RECORDS PROVIDED.
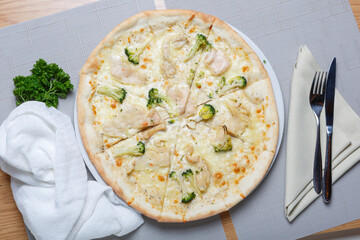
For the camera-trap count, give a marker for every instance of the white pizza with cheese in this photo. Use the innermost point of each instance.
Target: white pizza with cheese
(177, 114)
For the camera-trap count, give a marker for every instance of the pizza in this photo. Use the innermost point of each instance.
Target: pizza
(177, 114)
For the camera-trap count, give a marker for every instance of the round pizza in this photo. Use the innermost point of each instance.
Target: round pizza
(177, 114)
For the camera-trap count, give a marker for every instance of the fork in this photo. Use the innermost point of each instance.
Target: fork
(316, 99)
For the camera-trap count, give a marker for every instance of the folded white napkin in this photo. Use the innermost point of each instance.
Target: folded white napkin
(301, 137)
(38, 149)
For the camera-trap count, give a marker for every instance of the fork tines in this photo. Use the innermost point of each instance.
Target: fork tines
(319, 83)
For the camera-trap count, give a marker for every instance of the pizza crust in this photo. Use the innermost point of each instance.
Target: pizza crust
(90, 138)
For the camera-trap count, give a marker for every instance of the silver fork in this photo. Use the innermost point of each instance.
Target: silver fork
(316, 99)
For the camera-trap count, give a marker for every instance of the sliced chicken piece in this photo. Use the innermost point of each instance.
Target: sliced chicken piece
(180, 41)
(152, 119)
(203, 177)
(124, 72)
(129, 166)
(239, 119)
(133, 117)
(202, 174)
(146, 134)
(190, 107)
(179, 94)
(166, 50)
(167, 68)
(189, 149)
(217, 62)
(221, 134)
(153, 157)
(193, 159)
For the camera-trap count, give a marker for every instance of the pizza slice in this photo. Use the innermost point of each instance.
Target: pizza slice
(227, 65)
(247, 114)
(191, 191)
(140, 166)
(175, 52)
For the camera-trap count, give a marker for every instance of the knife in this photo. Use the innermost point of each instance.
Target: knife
(329, 116)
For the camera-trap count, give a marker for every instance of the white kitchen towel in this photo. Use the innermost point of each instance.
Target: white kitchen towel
(38, 149)
(301, 137)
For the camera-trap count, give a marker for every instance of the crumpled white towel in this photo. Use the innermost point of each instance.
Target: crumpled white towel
(38, 149)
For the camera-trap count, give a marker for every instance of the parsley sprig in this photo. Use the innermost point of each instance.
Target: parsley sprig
(47, 83)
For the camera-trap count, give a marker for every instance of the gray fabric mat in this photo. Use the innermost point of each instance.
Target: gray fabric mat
(278, 27)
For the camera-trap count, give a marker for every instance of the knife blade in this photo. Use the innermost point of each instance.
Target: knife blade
(329, 117)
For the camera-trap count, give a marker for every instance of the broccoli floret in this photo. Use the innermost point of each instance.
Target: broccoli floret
(225, 146)
(137, 150)
(222, 82)
(116, 93)
(155, 98)
(201, 74)
(189, 176)
(235, 82)
(238, 81)
(134, 55)
(172, 174)
(188, 198)
(207, 111)
(191, 76)
(200, 43)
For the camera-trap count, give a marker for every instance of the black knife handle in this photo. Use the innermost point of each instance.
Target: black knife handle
(327, 179)
(317, 171)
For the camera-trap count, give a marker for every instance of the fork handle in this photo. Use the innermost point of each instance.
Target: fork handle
(317, 162)
(327, 180)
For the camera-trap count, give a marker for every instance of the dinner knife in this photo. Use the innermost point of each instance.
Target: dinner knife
(329, 116)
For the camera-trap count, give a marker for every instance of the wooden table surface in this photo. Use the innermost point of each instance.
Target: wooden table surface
(11, 222)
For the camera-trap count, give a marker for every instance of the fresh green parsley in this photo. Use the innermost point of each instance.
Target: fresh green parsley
(46, 84)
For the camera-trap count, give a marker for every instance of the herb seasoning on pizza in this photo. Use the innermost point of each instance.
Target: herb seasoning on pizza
(177, 114)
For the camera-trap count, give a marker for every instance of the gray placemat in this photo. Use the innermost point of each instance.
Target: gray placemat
(278, 27)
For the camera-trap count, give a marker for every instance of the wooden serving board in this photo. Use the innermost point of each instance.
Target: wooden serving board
(16, 11)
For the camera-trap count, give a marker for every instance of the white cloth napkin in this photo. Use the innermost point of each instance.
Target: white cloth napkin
(38, 149)
(301, 137)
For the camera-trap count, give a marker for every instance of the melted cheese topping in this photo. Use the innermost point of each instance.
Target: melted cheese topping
(178, 140)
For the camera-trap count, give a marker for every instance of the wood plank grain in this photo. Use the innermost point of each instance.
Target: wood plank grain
(16, 11)
(228, 226)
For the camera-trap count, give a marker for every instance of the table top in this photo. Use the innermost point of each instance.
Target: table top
(12, 12)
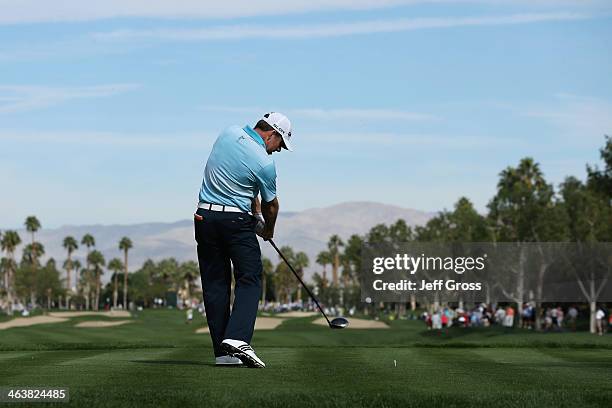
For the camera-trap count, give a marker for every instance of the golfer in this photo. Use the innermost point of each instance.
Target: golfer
(229, 214)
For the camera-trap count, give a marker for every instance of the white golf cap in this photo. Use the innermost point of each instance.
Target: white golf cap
(282, 125)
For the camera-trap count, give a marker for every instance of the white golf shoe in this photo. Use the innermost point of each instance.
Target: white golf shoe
(227, 360)
(243, 351)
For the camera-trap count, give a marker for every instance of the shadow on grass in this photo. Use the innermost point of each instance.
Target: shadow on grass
(172, 362)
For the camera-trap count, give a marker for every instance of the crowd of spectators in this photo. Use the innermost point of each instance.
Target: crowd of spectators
(553, 318)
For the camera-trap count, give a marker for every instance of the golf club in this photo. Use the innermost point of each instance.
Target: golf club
(338, 322)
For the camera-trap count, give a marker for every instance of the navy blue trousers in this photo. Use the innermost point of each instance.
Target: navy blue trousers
(225, 239)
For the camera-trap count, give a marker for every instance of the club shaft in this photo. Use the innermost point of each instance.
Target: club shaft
(300, 279)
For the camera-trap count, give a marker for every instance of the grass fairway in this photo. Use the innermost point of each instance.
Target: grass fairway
(158, 361)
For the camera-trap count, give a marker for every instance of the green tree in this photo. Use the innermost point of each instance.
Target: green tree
(333, 245)
(523, 210)
(115, 265)
(600, 181)
(300, 262)
(9, 242)
(125, 245)
(89, 241)
(268, 270)
(70, 245)
(283, 278)
(189, 272)
(32, 226)
(49, 282)
(324, 258)
(589, 216)
(96, 261)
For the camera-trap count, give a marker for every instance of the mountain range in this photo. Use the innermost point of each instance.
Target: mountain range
(306, 231)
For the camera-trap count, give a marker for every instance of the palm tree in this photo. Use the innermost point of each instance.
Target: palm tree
(125, 245)
(268, 268)
(334, 245)
(70, 244)
(10, 241)
(301, 262)
(97, 262)
(32, 225)
(324, 258)
(115, 265)
(89, 241)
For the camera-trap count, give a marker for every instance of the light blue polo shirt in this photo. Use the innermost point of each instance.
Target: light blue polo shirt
(238, 169)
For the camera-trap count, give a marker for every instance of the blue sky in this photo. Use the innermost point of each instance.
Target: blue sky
(108, 109)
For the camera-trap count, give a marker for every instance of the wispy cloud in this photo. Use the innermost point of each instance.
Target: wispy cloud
(586, 118)
(362, 115)
(111, 139)
(28, 11)
(33, 11)
(19, 98)
(425, 140)
(237, 32)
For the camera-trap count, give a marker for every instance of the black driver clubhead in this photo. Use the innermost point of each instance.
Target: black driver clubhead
(338, 323)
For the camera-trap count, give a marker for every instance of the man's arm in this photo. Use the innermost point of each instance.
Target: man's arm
(255, 206)
(270, 212)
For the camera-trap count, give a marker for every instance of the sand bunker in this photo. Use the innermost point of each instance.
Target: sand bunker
(30, 321)
(112, 313)
(298, 314)
(262, 323)
(103, 324)
(357, 323)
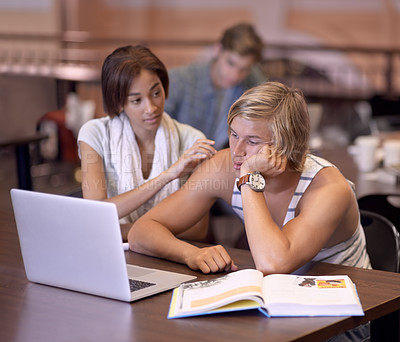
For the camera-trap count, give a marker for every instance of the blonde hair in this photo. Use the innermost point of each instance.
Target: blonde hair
(285, 110)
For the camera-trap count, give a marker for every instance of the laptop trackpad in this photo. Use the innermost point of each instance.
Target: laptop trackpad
(137, 271)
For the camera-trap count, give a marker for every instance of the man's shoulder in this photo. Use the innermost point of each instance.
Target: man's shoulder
(193, 69)
(255, 77)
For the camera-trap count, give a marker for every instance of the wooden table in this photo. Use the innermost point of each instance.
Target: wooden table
(33, 312)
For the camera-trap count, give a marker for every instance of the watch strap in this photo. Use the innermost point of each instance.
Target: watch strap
(243, 180)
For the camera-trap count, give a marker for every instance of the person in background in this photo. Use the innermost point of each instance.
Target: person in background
(202, 93)
(137, 155)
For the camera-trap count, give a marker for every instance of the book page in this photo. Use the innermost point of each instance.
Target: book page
(209, 294)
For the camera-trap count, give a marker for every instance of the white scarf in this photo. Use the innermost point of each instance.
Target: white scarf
(127, 163)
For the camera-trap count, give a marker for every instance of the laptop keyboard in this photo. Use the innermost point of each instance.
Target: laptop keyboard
(138, 284)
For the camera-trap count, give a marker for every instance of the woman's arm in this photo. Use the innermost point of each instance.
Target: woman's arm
(94, 182)
(155, 232)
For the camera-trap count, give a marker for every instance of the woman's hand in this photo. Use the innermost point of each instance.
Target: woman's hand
(211, 260)
(201, 150)
(267, 161)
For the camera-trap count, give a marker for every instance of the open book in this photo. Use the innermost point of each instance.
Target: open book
(274, 295)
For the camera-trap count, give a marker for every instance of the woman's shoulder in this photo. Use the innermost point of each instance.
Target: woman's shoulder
(188, 132)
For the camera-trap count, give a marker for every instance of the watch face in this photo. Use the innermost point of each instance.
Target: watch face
(257, 181)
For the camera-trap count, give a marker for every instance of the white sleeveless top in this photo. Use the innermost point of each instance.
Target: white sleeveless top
(351, 252)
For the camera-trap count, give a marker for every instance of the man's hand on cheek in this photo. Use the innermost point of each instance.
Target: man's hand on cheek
(266, 161)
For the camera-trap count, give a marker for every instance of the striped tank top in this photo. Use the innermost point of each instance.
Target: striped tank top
(351, 252)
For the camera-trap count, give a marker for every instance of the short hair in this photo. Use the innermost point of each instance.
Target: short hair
(243, 39)
(286, 111)
(119, 69)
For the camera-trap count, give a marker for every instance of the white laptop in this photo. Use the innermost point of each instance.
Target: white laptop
(76, 244)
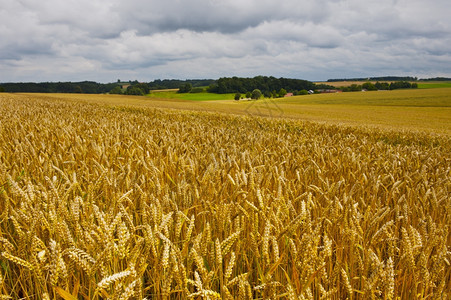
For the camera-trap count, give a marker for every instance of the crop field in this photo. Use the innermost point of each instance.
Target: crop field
(112, 197)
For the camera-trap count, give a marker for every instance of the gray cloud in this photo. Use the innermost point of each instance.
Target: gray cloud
(106, 39)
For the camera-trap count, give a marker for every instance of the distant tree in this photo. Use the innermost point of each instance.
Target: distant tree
(256, 94)
(185, 88)
(267, 94)
(355, 87)
(369, 86)
(197, 90)
(382, 85)
(134, 90)
(143, 86)
(116, 90)
(282, 92)
(212, 88)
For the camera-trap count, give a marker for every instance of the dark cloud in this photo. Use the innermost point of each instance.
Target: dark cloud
(106, 39)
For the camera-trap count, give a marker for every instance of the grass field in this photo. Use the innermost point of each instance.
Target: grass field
(434, 85)
(189, 96)
(421, 110)
(120, 197)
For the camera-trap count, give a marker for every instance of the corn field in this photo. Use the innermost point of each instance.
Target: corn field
(109, 202)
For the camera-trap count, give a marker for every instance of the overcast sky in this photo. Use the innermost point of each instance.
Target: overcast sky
(106, 40)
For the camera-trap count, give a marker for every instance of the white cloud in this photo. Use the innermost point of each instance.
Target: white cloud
(107, 39)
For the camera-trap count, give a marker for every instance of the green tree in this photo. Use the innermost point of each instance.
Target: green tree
(256, 94)
(197, 90)
(185, 88)
(369, 86)
(134, 90)
(116, 90)
(282, 92)
(143, 86)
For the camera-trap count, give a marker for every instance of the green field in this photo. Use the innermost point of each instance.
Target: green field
(420, 110)
(189, 96)
(434, 85)
(333, 196)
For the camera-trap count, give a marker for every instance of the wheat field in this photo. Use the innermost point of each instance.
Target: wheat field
(114, 202)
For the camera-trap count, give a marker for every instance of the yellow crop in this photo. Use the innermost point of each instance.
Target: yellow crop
(104, 202)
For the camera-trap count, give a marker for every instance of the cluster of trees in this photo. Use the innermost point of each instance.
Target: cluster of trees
(175, 84)
(136, 88)
(188, 88)
(382, 78)
(379, 86)
(87, 87)
(267, 85)
(437, 79)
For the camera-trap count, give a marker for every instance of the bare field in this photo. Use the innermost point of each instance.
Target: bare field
(101, 199)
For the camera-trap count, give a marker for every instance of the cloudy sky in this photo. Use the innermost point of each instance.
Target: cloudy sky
(106, 40)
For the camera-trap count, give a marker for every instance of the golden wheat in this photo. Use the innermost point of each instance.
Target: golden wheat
(98, 202)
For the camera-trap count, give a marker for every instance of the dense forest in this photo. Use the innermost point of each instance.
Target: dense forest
(383, 78)
(263, 83)
(268, 86)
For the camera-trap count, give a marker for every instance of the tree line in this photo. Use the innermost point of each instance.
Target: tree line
(381, 78)
(267, 85)
(368, 86)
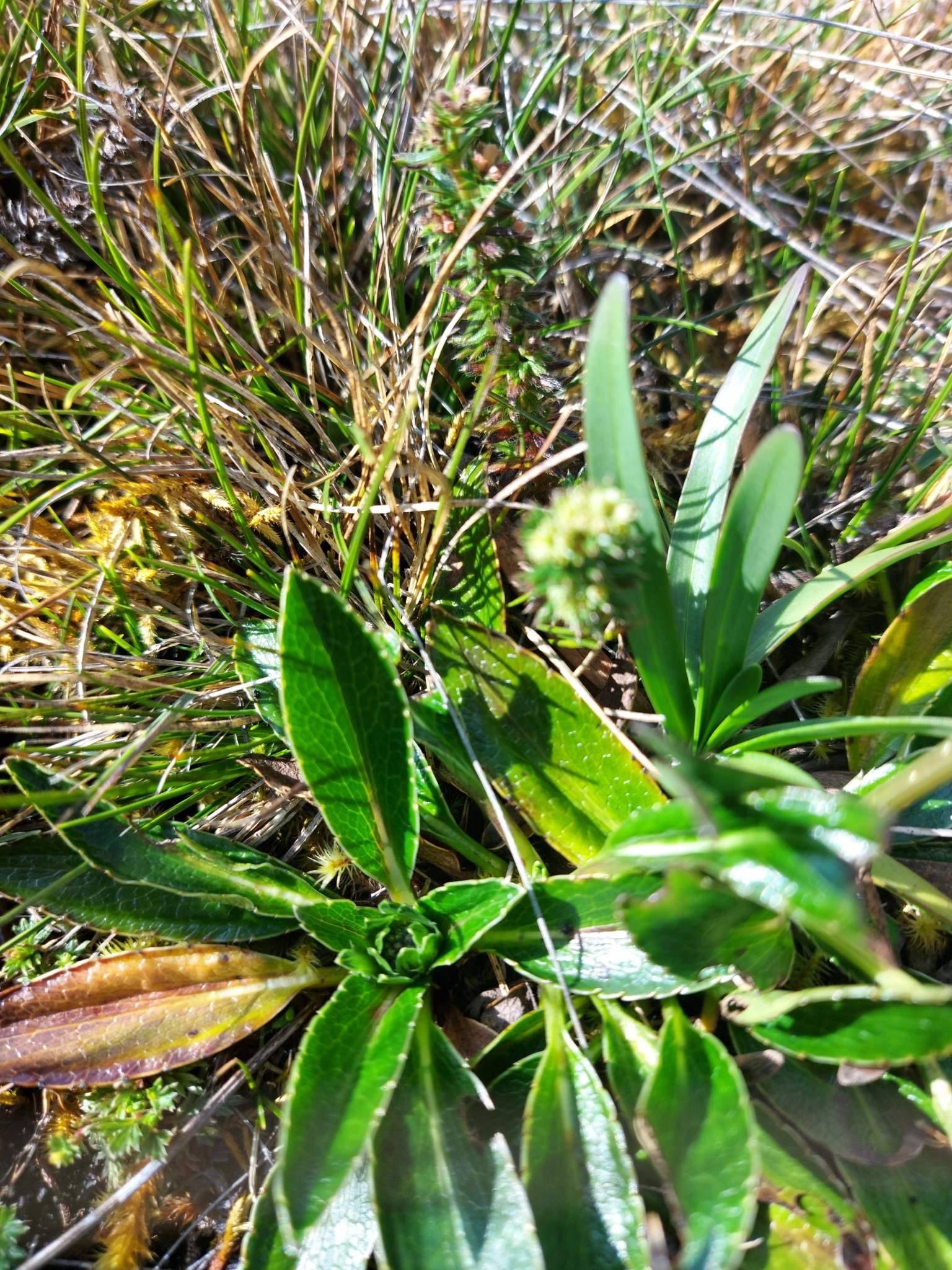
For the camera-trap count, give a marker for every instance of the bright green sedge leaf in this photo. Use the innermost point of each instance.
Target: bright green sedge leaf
(444, 1201)
(128, 856)
(437, 821)
(255, 660)
(696, 929)
(764, 703)
(33, 863)
(594, 958)
(697, 522)
(616, 458)
(843, 726)
(813, 889)
(342, 1238)
(340, 1085)
(470, 587)
(700, 1123)
(757, 518)
(348, 724)
(541, 746)
(906, 672)
(578, 1174)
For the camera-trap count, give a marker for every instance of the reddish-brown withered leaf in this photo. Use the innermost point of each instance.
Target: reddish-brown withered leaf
(135, 1014)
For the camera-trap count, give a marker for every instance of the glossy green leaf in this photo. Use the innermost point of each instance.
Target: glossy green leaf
(593, 956)
(128, 856)
(340, 1240)
(348, 724)
(839, 822)
(465, 911)
(509, 1094)
(470, 587)
(33, 863)
(771, 699)
(700, 1122)
(340, 1085)
(813, 889)
(630, 1054)
(696, 929)
(862, 1033)
(785, 616)
(884, 1148)
(754, 525)
(578, 1174)
(796, 1171)
(744, 686)
(339, 923)
(255, 660)
(616, 458)
(610, 964)
(437, 821)
(906, 671)
(540, 745)
(266, 883)
(697, 521)
(444, 1201)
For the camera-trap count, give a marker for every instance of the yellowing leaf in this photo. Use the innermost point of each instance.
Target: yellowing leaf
(136, 1014)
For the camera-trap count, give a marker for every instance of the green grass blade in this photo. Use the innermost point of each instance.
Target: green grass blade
(758, 516)
(616, 458)
(697, 521)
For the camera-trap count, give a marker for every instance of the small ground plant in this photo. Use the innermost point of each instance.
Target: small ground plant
(477, 634)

WORK INSTRUCTIONS. Return the span of lines in the data above that opens at the line with "the watch face" and closes at the line with "of the striped", exactly, ends included, nothing else.

WRITTEN REPLY.
For the camera-trap count, give a marker for every instance of the watch face in this photo. Use the innermost point of each instance.
Target: watch face
(257, 181)
For the camera-trap count, give a marker for every instance of the white sleeveless top in this photo. Use the innermost point of each instance.
Target: white sleeveless top
(351, 252)
For the camera-trap count, give a marker for every instance of the man's hand on cheek in this photo. Use the innermost point of each instance.
Target: man's hand on cheek
(266, 161)
For the camera-trap count, give a marker for every instance of the striped tank top in this photo. Use the innermost point of each instance.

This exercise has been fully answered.